## SOURCE
···

Opinion
No. 1:16-cv-00841-DAD-JLT
09-01-2016
ORDER GRANTING MOTION TO DISMISS
(Doc. No. 2)
Plaintiff, who is proceeding pro se, filed this action on June 17, 2016 against defendants Kurt Van Sciver, Terry McNally, Lorna Hislop Brumfield, and John Gschwend. (Doc. No. 1.) Defendant Van Sciver filed a motion to dismiss on July 15, 2016. (Doc. No. 2.) Plaintiff filed a "response and cross-movement to strike" on July 27, 2016, which the court deems to be plaintiff's opposition of the motion to dismiss. (Doc. No. 3.) Defendant Van Sciver filed a reply on August 9, 2016. (Doc. No. 3.) A hearing was held on August 16, 2016, with plaintiff appearing telephonically on behalf of himself, and attorney Sebastien Bauge appearing on behalf of defendant Van Sciver. As discussed below, this court does not have subject matter jurisdiction over this complaint and the action will, therefore, be dismissed.
The complaint and attachments thereto number three hundred and forty-six pages.
Defendants McNally, Brumfield, and Gschwend have not yet appeared in this matter, as summonses were not issued until August 15, 2016. (Doc. No. 6.) Nevertheless, because this court does not have subject matter jurisdiction, sua sponte dismissal is proper as to these defendants as well, notwithstanding the fact that they have not yet appeared. See Abagninin v. AMVAC Chemical Corp., 545 F.3d 733, 742-43 (9th Cir. 2008) ("[W]e have upheld dismissal with prejudice in favor of a party which had not appeared, on the basis of facts presented by other defendants which had appeared."); Silverton v. Dep't of Treasury, 644 F.2d 1341, 1345 (9th Cir. 1981) ("A [d]istrict [c]ourt may properly on its own motion dismiss an action as to defendants who have not moved to dismiss where such defendants are in a position similar to that of moving defendants.").

···

## TASKS AND EXERCISES
1) List every defendant named in the dismissal order.
2) Copy out the passage of the dismissal order from "Plaintiff, who is" to "therefore, be dismissed.".
3) According to the dismissal order, why is dismissal proper as to McNally, Brumfield, and Gschwend even though they have not yet appeared?

Rows of box annotation data:
···

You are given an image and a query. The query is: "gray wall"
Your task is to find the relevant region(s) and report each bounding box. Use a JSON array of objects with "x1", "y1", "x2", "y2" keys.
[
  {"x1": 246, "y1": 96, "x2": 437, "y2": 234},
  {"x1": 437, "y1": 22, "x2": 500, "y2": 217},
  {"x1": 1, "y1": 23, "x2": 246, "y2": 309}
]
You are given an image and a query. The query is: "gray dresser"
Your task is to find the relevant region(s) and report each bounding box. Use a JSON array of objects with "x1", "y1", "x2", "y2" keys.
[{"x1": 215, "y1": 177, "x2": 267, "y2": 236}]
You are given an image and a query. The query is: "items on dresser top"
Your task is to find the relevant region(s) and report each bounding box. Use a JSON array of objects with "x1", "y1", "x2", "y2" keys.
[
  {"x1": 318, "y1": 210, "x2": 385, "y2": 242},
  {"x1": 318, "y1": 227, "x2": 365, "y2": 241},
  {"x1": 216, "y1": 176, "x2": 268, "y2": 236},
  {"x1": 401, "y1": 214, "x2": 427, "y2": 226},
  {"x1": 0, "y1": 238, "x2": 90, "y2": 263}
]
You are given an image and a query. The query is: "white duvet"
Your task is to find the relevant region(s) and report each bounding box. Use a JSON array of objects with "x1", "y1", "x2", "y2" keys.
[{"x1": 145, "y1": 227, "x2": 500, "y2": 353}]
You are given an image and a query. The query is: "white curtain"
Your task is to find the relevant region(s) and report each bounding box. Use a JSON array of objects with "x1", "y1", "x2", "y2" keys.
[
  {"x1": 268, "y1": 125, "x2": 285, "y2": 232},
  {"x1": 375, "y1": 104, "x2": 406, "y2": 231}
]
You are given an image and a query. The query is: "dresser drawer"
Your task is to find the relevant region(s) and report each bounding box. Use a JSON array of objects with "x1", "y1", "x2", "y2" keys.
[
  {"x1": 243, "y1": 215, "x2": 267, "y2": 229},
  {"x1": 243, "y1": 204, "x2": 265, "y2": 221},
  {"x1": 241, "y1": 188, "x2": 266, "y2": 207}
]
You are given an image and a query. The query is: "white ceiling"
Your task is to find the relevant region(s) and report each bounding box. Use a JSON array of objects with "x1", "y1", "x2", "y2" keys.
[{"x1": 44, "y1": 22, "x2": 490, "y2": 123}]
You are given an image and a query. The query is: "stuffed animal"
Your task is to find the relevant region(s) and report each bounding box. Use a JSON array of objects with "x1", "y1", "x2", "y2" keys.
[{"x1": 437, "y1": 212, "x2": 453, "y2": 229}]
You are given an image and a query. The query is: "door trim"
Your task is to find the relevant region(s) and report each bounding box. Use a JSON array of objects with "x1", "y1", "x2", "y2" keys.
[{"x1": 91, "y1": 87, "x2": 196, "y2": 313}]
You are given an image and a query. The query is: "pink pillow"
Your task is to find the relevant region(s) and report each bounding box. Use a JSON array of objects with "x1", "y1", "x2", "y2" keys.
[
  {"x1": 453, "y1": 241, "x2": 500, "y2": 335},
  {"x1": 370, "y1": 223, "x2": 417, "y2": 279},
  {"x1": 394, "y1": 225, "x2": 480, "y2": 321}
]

···

## RESPONSE LIST
1) Kurt Van Sciver, Terry McNally, Lorna Hislop Brumfield, John Gschwend

2)
Plaintiff, who is proceeding pro se, filed this action on June 17, 2016 against defendants Kurt Van Sciver, Terry McNally, Lorna Hislop Brumfield, and John Gschwend. (Doc. No. 1.) Defendant Van Sciver filed a motion to dismiss on July 15, 2016. (Doc. No. 2.) Plaintiff filed a "response and cross-movement to strike" on July 27, 2016, which the court deems to be plaintiff's opposition of the motion to dismiss. (Doc. No. 3.) Defendant Van Sciver filed a reply on August 9, 2016. (Doc. No. 3.) A hearing was held on August 16, 2016, with plaintiff appearing telephonically on behalf of himself, and attorney Sebastien Bauge appearing on behalf of defendant Van Sciver. As discussed below, this court does not have subject matter jurisdiction over this complaint and the action will, therefore, be dismissed.

3) The court lacks subject matter jurisdiction over the complaint, so sua sponte dismissal is proper as to these defendants as well. The order cites Ninth Circuit authority holding that a district court may dismiss on its own motion as to defendants who have not moved to dismiss when they are in a position similar to that of the moving defendants.